▸ **The problem**: Can you retype every one of the entries below character for character, keeping each line as it is?

▸ **Listing**:
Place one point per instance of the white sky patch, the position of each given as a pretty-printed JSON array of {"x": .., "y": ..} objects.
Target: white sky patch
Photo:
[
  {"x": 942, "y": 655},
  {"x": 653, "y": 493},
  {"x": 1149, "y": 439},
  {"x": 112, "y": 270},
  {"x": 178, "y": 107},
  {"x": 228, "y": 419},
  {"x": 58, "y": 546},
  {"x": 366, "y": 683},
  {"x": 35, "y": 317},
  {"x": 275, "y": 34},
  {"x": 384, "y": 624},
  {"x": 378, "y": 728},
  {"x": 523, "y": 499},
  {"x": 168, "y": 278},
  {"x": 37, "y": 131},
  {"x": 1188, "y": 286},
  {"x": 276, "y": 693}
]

▸ **Response below**:
Place one point per instance of the white sky patch, the position of each given as a pretty-printed JSON array of {"x": .., "y": ..} objects.
Target: white sky patch
Photo:
[
  {"x": 942, "y": 655},
  {"x": 653, "y": 493},
  {"x": 1149, "y": 439},
  {"x": 112, "y": 270},
  {"x": 178, "y": 107},
  {"x": 228, "y": 419},
  {"x": 58, "y": 546},
  {"x": 366, "y": 683},
  {"x": 35, "y": 317},
  {"x": 275, "y": 34},
  {"x": 384, "y": 624},
  {"x": 378, "y": 728},
  {"x": 523, "y": 499},
  {"x": 168, "y": 278},
  {"x": 37, "y": 131},
  {"x": 1188, "y": 286},
  {"x": 276, "y": 693}
]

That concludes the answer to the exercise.